ISSN : 2266-6060

Persistance

Clamart, janvier 2025.

Il est des hommages que l’on n’a jamais imaginé devoir écrire. Des amis que l’on pensait, très sérieusement, immortels.
Le cœur de Nicolas Nova s’est arrêté le 31 décembre 2024 à Oman alors qu’il marchait « sur les pas de Sinbad le marin », comme il aimait le dire à ses proches quelques jours avant son départ. Il avait 47 ans. Depuis que la nouvelle a été annoncée, les témoignages de celles et ceux dont il a marqué la vie se multiplient. Tous dessinent le portrait d’un être à part. Sans vanité aucune, d’une curiosité infinie, magnifique amateur. Ils donnent la mesure de sa générosité, de son goût vital pour les rencontres, et des réverbérations qu’il se plaisait à générer en fin connaisseur de dub.
Nicolas s’attachait à déplier les mondes. Scrutateur inépuisable de l’infraordinaire, il tenait l’observation, l’écoute et la description pour les fondements de la pensée. Et avec elles, pour elles, indispensable : le déplacement. La connaissance que Nicolas Nova cultivait était intrinsèquement ambulatoire. Voyages lointains, trajets quotidiens, rêveries littéraires, promenades, chaque mouvement lui permettait de se laisser affecter par les choses hybrides et les gestes anodins qui peuplent une modernité dont il tenait plus que tout à montrer qu’elle était moins pure, moins rationnelle, moins univoque qu’on voudrait bien le croire. Mieux que personne, il savait prêter une attention joyeuse aux composites improbables qui habitent la Terre et à leurs incessantes mutations. Mieux que personne, il savait les donner à voir.

+ + + + +

- **CONSIGNES DE L'EXERCICE**
**a.** Quel âge avait Nicolas Nova lorsque son cœur s'est arrêté, d'après l'hommage à Nicolas Nova ?
**b.** Recopiez fidèlement l'hommage à Nicolas Nova en commençant par « ISSN : 2266-6060 » et en poursuivant jusqu'à « très sérieusement, immortels. ».
**c.** Énumérez les formes de mouvement que l'hommage à Nicolas Nova cite comme permettant à Nicolas Nova de se laisser affecter par les choses.

- **EXTRAIT DE DONNÉES**
+ + + + +

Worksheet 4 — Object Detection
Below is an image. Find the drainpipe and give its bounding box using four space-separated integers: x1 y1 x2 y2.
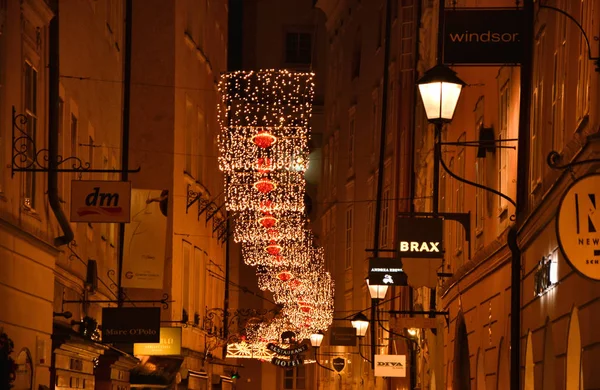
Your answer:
48 0 75 246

+ + + + +

- **LISTE DES RÉPONSES**
**a.** Il avait 47 ans.

**b.**
ISSN : 2266-6060

Persistance

Clamart, janvier 2025.

Il est des hommages que l’on n’a jamais imaginé devoir écrire. Des amis que l’on pensait, très sérieusement, immortels.

**c.** Voyages lointains, trajets quotidiens, rêveries littéraires, promenades.